**Directive:** Rewrite the listing below as a Markdown table with the columns Row and Line, one numbered row per line, leaving out blank lines.

:: Rows

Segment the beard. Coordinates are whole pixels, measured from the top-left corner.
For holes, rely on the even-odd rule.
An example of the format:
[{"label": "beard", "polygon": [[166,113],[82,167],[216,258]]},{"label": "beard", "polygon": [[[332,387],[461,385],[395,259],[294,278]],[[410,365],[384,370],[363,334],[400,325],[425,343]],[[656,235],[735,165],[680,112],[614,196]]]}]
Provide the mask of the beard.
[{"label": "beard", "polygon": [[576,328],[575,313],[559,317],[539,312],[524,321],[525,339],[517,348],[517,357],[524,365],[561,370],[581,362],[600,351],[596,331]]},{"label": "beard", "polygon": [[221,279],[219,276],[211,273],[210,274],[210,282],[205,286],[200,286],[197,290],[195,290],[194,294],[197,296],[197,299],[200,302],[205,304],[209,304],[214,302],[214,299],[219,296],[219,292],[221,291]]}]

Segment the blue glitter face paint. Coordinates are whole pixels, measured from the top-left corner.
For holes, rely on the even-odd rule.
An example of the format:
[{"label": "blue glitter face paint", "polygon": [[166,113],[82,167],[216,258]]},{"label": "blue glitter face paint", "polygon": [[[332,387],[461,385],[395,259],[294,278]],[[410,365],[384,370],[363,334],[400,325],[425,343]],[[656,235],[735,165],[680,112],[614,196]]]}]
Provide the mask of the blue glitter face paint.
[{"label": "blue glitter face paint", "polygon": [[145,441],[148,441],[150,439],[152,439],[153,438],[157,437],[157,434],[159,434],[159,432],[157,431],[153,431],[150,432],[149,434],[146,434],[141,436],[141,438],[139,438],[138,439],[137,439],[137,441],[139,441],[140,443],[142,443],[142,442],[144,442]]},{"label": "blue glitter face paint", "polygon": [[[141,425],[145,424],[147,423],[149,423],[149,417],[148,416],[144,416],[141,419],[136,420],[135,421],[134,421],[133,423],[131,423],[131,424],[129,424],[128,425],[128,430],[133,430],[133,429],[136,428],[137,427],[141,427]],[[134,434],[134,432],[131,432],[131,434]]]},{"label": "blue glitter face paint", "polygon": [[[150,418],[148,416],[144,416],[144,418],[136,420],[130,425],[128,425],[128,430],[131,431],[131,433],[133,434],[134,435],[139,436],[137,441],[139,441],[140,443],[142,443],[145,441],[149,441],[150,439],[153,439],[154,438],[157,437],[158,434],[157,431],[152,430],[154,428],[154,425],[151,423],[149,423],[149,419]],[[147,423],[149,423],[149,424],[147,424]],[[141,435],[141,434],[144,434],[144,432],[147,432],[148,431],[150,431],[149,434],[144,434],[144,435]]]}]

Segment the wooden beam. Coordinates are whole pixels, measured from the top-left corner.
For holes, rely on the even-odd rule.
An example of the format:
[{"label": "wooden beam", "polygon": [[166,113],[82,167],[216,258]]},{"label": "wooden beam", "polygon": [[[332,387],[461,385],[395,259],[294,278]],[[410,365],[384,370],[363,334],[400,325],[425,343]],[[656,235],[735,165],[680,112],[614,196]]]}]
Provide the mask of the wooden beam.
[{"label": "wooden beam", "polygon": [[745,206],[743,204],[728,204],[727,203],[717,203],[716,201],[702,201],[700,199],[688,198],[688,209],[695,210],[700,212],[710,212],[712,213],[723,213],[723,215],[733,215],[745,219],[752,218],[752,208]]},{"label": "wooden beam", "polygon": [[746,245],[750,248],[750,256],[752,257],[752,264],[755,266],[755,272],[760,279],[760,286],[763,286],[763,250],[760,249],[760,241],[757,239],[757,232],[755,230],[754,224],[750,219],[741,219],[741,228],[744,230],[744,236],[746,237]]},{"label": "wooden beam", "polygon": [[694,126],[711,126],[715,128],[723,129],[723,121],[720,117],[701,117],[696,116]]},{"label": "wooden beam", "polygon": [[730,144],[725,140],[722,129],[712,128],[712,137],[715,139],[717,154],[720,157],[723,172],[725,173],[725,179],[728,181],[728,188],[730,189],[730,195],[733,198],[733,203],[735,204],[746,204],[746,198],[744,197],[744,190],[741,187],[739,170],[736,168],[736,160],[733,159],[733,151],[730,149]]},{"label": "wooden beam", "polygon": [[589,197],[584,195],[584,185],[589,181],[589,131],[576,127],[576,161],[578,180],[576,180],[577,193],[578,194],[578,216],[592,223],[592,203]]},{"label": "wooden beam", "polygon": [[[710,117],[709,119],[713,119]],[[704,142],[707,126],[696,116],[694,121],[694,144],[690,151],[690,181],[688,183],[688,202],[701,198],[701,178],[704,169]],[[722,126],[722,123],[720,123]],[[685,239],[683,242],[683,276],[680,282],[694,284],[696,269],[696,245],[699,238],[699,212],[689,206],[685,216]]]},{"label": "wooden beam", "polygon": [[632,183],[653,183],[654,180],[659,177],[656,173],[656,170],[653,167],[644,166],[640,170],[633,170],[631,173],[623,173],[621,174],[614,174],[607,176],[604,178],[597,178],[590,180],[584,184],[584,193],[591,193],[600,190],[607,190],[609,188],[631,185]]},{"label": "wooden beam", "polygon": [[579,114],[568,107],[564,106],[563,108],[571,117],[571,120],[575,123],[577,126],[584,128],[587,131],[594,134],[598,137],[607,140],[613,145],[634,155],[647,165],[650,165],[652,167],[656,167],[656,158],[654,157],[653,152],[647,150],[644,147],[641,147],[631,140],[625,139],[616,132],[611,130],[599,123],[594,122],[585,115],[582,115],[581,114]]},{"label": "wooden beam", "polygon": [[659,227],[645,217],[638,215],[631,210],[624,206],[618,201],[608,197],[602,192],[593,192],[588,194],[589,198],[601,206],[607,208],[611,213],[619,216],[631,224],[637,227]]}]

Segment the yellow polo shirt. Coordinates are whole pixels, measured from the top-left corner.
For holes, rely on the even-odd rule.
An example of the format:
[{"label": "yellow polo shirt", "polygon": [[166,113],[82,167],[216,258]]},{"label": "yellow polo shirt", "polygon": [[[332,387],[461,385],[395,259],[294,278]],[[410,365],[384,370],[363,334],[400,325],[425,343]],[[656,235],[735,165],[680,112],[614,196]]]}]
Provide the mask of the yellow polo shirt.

::::

**Task output:**
| Row | Line |
|---|---|
| 1 | Segment the beard. Coordinates are whole pixels, measured from the top-left corner. |
| 2 | For holes, rely on the even-odd rule. |
| 3 | An example of the format: |
| 4 | [{"label": "beard", "polygon": [[166,113],[82,167],[216,258]]},{"label": "beard", "polygon": [[[332,387],[461,385],[395,259],[294,278]],[[410,365],[384,370],[363,334],[400,325],[425,343]],[[656,235],[735,165],[680,112],[614,196]]]}] |
| 5 | Provide the mask of the beard. |
| 6 | [{"label": "beard", "polygon": [[576,328],[575,313],[559,317],[539,312],[524,321],[525,339],[517,348],[517,357],[524,365],[561,370],[581,362],[600,351],[596,331]]},{"label": "beard", "polygon": [[221,279],[219,276],[211,273],[210,274],[210,282],[205,286],[200,286],[197,290],[195,290],[194,294],[197,296],[197,299],[200,302],[205,304],[209,304],[214,302],[214,299],[219,296],[219,292],[221,291]]}] |
| 7 | Segment the blue glitter face paint. Coordinates are whole pixels, measured from the top-left corner. |
| 8 | For holes, rely on the even-odd rule. |
| 9 | An example of the format: |
| 10 | [{"label": "blue glitter face paint", "polygon": [[166,113],[82,167],[216,258]]},{"label": "blue glitter face paint", "polygon": [[[332,387],[461,385],[395,259],[294,278]],[[410,365],[384,370],[363,334],[400,325],[425,343]],[[656,235],[735,165],[680,112],[614,196]]]}] |
| 11 | Provide the mask of the blue glitter face paint. |
| 12 | [{"label": "blue glitter face paint", "polygon": [[145,441],[148,441],[150,439],[152,439],[153,438],[157,437],[157,434],[159,434],[159,432],[157,431],[153,431],[150,432],[149,434],[146,434],[141,436],[141,438],[139,438],[138,439],[137,439],[137,441],[139,441],[140,443],[142,443],[142,442],[144,442]]},{"label": "blue glitter face paint", "polygon": [[[141,425],[145,424],[147,423],[149,423],[149,417],[148,416],[144,416],[141,419],[136,420],[135,421],[134,421],[133,423],[131,423],[131,424],[129,424],[128,425],[128,430],[133,430],[133,429],[136,428],[137,427],[141,427]],[[134,434],[134,432],[131,432],[131,434]]]},{"label": "blue glitter face paint", "polygon": [[[150,418],[148,416],[144,416],[144,418],[136,420],[130,425],[128,425],[128,430],[131,431],[131,433],[133,434],[134,435],[139,436],[137,441],[139,441],[140,443],[142,443],[145,441],[149,441],[150,439],[153,439],[154,438],[157,437],[158,434],[157,431],[152,430],[154,428],[154,425],[151,423],[149,423],[149,419]],[[147,423],[149,423],[149,424],[147,424]],[[141,435],[141,434],[144,434],[144,432],[147,432],[148,431],[150,431],[149,434],[144,434],[144,435]]]}] |
| 13 | Segment the wooden beam. Coordinates are whole pixels, measured from the top-left corner. |
| 14 | For holes, rely on the even-odd rule. |
| 15 | An example of the format: |
| 16 | [{"label": "wooden beam", "polygon": [[166,113],[82,167],[216,258]]},{"label": "wooden beam", "polygon": [[[332,387],[461,385],[395,259],[294,278]],[[410,365],[384,370],[363,334],[400,325],[425,343]],[[656,235],[735,165],[680,112],[614,196]]]}] |
| 17 | Provide the mask of the wooden beam. |
| 18 | [{"label": "wooden beam", "polygon": [[745,206],[743,204],[728,204],[727,203],[717,203],[716,201],[702,201],[700,199],[688,198],[688,209],[695,210],[700,212],[710,212],[712,213],[723,213],[723,215],[733,215],[745,219],[752,218],[752,208]]},{"label": "wooden beam", "polygon": [[746,245],[750,248],[750,256],[752,257],[752,264],[755,266],[755,272],[760,279],[760,286],[763,286],[763,250],[760,249],[760,241],[757,239],[757,232],[755,230],[754,224],[750,219],[741,219],[741,228],[744,230],[744,236],[746,237]]},{"label": "wooden beam", "polygon": [[694,126],[711,126],[715,128],[723,129],[723,121],[720,117],[701,117],[696,116]]},{"label": "wooden beam", "polygon": [[730,144],[725,140],[722,129],[712,128],[712,137],[715,139],[717,154],[720,157],[723,172],[725,173],[725,179],[728,181],[728,188],[730,189],[730,195],[733,198],[733,203],[735,204],[746,204],[746,198],[744,197],[744,190],[741,187],[739,170],[736,168],[736,160],[733,159],[733,151],[730,149]]},{"label": "wooden beam", "polygon": [[589,197],[584,195],[584,185],[589,181],[589,131],[576,127],[576,161],[578,180],[576,180],[577,193],[578,194],[578,216],[592,223],[592,203]]},{"label": "wooden beam", "polygon": [[[710,117],[709,119],[713,119]],[[704,142],[707,126],[696,116],[694,121],[694,144],[690,151],[690,181],[688,183],[688,202],[701,198],[701,178],[704,169]],[[722,126],[722,123],[720,123]],[[685,239],[683,242],[683,276],[680,282],[694,284],[696,269],[696,245],[699,238],[699,212],[689,206],[685,216]]]},{"label": "wooden beam", "polygon": [[632,183],[653,183],[654,180],[659,177],[656,173],[656,170],[653,167],[644,166],[640,170],[633,170],[631,173],[623,173],[621,174],[614,174],[607,176],[604,178],[597,178],[590,180],[584,184],[584,193],[591,193],[600,190],[607,190],[609,188],[631,185]]},{"label": "wooden beam", "polygon": [[579,114],[568,107],[564,106],[563,108],[571,117],[571,120],[575,123],[577,126],[584,128],[587,131],[594,134],[598,137],[607,140],[613,145],[634,155],[647,165],[650,165],[652,167],[656,167],[656,158],[654,157],[653,152],[647,150],[644,147],[641,147],[631,140],[625,139],[616,132],[611,130],[599,123],[594,122],[585,115],[582,115],[581,114]]},{"label": "wooden beam", "polygon": [[659,227],[645,217],[638,215],[631,210],[624,206],[618,201],[608,197],[602,192],[593,192],[588,194],[589,198],[601,206],[607,208],[611,213],[619,216],[631,224],[637,227]]}] |
| 19 | Segment the yellow polo shirt. Coordinates are whole pixels, measured from the top-left corner. |
| 20 | For holes, rely on the even-odd rule. |
| 21 | An example of the format: |
| 22 | [{"label": "yellow polo shirt", "polygon": [[166,113],[82,167],[216,258]]},{"label": "yellow polo shirt", "polygon": [[[332,387],[461,385],[395,259],[294,278]],[[410,365],[384,370],[363,334],[400,325],[425,343]],[[656,235],[735,165],[680,112],[614,196]]]}] |
| 23 | Provide the mask of the yellow polo shirt. |